++++ GIVEN DATA

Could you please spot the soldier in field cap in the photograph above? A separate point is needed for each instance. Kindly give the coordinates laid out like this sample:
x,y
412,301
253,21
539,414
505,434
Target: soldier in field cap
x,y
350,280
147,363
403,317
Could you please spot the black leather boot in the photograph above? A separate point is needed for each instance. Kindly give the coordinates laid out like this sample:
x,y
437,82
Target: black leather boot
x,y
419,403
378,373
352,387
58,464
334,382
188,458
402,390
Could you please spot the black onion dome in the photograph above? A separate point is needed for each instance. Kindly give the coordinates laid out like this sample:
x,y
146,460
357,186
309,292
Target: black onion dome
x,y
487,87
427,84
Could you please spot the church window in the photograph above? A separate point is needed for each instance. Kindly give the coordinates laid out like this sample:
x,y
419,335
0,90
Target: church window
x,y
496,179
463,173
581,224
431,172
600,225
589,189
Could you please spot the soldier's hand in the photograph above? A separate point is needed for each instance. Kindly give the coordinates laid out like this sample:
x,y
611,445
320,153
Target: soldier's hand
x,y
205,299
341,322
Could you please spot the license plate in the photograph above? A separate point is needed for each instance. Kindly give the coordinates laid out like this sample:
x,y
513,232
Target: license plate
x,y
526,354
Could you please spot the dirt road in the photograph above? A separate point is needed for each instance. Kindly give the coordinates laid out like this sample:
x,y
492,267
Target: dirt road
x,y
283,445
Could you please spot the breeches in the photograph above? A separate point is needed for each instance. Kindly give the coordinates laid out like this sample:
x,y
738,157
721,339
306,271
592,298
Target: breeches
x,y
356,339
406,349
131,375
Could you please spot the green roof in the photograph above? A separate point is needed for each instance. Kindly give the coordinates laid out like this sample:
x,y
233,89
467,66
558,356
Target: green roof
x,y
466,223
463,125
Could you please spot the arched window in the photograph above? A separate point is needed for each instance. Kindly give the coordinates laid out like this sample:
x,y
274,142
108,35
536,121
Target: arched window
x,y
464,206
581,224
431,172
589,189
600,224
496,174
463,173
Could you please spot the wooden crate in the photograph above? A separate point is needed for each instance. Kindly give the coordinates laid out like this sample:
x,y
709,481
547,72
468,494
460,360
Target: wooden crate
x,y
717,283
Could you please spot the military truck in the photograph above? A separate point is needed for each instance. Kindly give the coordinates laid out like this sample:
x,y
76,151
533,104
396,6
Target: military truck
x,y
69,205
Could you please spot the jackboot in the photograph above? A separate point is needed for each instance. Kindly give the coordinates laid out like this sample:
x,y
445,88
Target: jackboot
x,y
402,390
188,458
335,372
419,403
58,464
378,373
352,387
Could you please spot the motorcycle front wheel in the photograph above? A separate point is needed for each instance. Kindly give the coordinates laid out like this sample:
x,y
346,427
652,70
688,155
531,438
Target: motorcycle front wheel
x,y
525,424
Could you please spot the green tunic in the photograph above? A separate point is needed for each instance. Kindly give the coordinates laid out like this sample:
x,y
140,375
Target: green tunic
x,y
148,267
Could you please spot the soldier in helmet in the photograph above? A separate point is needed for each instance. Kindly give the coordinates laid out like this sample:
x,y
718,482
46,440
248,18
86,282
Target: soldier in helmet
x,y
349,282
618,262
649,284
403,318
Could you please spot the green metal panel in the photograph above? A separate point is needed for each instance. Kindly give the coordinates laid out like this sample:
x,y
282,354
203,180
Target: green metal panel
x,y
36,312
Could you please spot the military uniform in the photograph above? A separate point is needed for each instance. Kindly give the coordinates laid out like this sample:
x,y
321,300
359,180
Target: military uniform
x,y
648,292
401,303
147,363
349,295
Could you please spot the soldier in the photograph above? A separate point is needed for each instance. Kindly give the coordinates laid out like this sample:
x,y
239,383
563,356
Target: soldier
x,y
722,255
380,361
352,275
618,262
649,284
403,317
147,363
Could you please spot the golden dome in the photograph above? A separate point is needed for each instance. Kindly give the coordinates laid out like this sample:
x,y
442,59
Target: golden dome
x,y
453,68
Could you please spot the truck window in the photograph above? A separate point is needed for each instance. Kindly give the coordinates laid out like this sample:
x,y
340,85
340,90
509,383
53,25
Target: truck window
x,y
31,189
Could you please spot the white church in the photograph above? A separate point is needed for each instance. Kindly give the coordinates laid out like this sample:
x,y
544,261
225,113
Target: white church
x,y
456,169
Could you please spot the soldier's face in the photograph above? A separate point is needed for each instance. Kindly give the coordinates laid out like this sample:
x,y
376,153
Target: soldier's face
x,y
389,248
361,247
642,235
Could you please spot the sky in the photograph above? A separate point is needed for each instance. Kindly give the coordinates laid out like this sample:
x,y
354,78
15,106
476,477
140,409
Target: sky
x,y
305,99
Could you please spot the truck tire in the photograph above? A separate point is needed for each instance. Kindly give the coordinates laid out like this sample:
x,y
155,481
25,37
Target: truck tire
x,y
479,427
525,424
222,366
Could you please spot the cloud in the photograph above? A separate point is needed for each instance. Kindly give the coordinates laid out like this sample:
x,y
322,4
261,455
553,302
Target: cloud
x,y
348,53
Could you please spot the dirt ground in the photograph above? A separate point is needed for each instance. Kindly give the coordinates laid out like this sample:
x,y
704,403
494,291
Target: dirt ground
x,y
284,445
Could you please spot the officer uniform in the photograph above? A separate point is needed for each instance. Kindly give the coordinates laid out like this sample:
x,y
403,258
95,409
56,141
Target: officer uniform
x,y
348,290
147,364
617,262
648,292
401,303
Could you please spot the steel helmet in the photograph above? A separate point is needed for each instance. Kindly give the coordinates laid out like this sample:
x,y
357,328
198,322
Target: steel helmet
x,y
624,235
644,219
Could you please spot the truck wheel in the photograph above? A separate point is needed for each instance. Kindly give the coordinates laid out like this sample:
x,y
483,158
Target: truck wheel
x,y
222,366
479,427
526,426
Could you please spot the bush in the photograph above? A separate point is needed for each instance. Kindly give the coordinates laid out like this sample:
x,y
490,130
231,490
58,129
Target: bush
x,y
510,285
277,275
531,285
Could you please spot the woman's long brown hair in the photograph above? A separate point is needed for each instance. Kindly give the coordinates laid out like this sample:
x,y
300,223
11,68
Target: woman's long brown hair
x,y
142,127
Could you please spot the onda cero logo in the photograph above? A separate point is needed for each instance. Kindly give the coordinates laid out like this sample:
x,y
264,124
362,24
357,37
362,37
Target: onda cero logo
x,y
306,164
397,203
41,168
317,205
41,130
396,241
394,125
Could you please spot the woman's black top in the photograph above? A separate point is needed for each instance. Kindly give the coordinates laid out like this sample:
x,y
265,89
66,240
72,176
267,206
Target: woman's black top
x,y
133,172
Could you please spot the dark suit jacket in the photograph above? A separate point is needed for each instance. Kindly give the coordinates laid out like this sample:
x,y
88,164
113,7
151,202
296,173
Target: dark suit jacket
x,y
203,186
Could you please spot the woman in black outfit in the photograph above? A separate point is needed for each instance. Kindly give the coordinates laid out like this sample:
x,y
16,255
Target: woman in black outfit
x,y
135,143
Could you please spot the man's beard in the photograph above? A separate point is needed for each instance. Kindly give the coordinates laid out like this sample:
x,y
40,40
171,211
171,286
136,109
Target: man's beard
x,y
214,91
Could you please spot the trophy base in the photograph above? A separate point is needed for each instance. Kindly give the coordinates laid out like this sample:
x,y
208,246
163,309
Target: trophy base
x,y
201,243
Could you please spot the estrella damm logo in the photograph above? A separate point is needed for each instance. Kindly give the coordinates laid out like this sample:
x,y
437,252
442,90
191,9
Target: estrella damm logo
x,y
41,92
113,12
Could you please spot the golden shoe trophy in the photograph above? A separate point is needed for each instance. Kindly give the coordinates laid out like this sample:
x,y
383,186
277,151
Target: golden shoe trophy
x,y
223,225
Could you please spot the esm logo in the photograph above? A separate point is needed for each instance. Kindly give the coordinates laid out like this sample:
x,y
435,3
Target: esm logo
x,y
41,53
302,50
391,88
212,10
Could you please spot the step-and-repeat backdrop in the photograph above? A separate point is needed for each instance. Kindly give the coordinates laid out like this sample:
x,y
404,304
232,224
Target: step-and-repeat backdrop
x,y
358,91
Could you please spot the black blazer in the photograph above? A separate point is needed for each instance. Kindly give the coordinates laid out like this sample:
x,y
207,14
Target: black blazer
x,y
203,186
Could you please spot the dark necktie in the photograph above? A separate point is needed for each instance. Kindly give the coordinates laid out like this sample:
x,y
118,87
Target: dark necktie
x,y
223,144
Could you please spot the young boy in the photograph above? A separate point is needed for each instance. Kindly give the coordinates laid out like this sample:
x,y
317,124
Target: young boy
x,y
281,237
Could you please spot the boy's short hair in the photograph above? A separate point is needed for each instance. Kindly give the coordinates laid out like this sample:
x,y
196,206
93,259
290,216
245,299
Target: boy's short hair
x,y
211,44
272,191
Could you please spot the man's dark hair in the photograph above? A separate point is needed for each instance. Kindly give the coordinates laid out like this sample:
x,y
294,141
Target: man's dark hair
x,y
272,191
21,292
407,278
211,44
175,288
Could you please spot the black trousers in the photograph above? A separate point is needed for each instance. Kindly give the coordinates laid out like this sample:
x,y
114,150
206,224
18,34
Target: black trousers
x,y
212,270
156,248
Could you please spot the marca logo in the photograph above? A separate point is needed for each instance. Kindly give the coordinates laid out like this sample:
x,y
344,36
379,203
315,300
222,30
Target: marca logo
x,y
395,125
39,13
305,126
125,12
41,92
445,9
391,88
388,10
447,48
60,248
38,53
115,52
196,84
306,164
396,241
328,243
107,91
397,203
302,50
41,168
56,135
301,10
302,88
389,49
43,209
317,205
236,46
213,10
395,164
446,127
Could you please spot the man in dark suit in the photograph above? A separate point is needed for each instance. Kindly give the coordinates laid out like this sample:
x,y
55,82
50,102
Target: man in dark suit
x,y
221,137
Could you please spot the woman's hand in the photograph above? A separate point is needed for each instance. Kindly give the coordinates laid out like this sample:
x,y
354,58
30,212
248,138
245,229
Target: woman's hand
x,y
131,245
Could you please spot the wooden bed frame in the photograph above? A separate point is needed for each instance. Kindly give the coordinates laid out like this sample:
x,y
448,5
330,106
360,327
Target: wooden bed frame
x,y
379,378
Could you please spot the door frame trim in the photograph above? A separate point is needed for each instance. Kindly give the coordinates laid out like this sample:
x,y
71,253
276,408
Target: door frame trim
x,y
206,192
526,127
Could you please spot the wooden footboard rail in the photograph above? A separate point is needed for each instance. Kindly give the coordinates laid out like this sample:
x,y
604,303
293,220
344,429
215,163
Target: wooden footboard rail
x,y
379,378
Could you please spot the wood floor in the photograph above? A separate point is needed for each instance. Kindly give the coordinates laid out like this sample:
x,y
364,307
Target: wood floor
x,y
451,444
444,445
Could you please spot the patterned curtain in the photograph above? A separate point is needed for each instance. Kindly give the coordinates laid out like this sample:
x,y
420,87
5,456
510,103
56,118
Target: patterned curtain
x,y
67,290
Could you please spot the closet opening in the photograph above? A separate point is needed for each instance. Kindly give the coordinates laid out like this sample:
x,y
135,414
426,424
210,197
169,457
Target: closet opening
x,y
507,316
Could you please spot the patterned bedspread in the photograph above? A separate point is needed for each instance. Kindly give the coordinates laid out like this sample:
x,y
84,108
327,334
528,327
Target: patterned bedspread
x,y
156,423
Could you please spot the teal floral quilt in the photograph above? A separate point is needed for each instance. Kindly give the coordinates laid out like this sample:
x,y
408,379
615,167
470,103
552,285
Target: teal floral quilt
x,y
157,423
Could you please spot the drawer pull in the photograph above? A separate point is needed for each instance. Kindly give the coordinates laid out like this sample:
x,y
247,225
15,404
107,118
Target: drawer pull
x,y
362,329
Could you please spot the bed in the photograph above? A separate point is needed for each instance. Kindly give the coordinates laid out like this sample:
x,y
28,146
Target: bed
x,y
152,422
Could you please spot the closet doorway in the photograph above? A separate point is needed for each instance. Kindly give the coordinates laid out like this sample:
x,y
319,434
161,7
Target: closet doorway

++++++++

Starting at the line that contains "Could you please spot the bed" and stopping at the end of the records, render those lines as a numbered list with blank lines omitted.

1. Could you please spot the bed in the photograph above? A separate point is needed for each instance. Kindly give the coordinates laid out like this sample:
2. x,y
3. 28,146
4. Target: bed
5. x,y
6. 152,422
7. Could you please spot the closet doorway in the photograph above? A separate point is needed for each instance. Kindly give the coordinates laid out like this sample:
8. x,y
9. 319,434
10. 161,7
11. Target: closet doorway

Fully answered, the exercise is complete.